- What to produce -
Reproduce all of the material below line for line, changing nothing.

- Annotated coordinate records -
------------

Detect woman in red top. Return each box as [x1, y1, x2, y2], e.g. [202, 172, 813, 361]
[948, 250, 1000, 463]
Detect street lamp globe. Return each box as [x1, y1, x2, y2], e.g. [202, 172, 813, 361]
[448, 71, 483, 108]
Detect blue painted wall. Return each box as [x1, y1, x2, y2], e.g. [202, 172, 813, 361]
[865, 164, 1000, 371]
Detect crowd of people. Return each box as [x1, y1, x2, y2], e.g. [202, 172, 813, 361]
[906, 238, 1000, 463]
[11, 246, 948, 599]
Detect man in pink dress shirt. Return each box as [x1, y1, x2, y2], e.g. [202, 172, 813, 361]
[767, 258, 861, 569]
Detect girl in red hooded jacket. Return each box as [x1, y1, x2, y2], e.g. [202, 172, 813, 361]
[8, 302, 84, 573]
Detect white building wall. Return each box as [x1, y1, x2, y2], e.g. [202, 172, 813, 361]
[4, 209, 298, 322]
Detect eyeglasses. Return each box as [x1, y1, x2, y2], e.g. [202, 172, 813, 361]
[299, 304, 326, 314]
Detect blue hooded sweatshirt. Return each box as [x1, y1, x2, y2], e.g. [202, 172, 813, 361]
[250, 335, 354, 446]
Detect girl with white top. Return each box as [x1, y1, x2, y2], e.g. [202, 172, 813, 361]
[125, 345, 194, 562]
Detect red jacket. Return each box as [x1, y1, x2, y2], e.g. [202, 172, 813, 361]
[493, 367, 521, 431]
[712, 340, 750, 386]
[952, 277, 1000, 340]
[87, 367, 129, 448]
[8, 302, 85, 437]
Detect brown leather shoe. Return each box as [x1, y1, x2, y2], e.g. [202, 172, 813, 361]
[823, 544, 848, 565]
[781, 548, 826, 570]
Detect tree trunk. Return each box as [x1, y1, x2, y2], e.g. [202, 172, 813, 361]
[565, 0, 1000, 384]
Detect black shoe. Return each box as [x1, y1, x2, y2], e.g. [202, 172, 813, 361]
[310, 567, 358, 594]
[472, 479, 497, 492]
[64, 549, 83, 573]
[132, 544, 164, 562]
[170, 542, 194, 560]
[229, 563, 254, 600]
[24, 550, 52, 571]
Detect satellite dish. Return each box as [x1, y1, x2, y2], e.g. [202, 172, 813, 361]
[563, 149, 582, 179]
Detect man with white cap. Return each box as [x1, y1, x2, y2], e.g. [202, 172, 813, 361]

------------

- Written reply -
Detect woman in red top. Return each box as [x1, y1, x2, y2], e.g. [202, 172, 813, 361]
[948, 250, 1000, 463]
Detect street lamp globe. Return each box as [x1, y1, x2, y2], e.g. [202, 172, 813, 361]
[448, 71, 483, 108]
Detect blue painted wall. Return each box as [x1, y1, x2, y2], e.g. [202, 172, 813, 361]
[865, 164, 1000, 371]
Detect crowd of people. Return each box as [x1, y1, x2, y2], e.g. [202, 172, 813, 361]
[906, 238, 1000, 463]
[11, 246, 948, 599]
Detect man in pink dress shirt. Return each box as [x1, y1, x2, y2], e.g. [202, 172, 813, 361]
[767, 258, 861, 569]
Detect girl in red hooded jacket. Return each box as [x1, y1, x2, y2], e.g. [202, 172, 813, 361]
[8, 302, 84, 573]
Detect white building wall. Return each box as [x1, y1, x2, y2], e.g. [202, 172, 813, 361]
[4, 209, 298, 322]
Detect eyeglasses. Return each box as [x1, y1, x2, y2], e.g. [202, 172, 813, 361]
[299, 304, 326, 314]
Detect blue hooded sweatshirt. Return each box as [x1, y1, x2, y2], e.g. [202, 172, 813, 361]
[250, 335, 354, 446]
Detect girl with white top. Return each box as [x1, y1, x2, y2], e.g. [202, 172, 813, 361]
[125, 345, 194, 562]
Detect red jacket. Return each box as [x1, y1, x2, y2], e.g. [202, 172, 813, 361]
[493, 367, 521, 431]
[712, 340, 750, 386]
[952, 277, 1000, 340]
[87, 367, 129, 448]
[8, 302, 85, 437]
Detect brown leather shoe. Return each box as [x1, y1, x2, y2], e.g. [202, 172, 813, 361]
[823, 544, 848, 565]
[781, 548, 826, 570]
Detect tree trunk. Return each box as [x1, y1, x2, y2], e.g. [202, 172, 813, 361]
[565, 0, 1000, 384]
Detect black shoe. Return each box as [x1, y1, x2, y2], e.g. [202, 172, 813, 361]
[310, 567, 358, 594]
[472, 479, 497, 492]
[64, 549, 83, 573]
[132, 544, 164, 562]
[170, 542, 194, 560]
[229, 563, 254, 600]
[24, 550, 52, 571]
Detect satellite dish. Return each box as [x1, y1, x2, y2], e.g. [202, 172, 813, 361]
[563, 149, 582, 179]
Detect man with white cap. Return each box as [x1, y1, x2, y2], e.g. [202, 172, 813, 361]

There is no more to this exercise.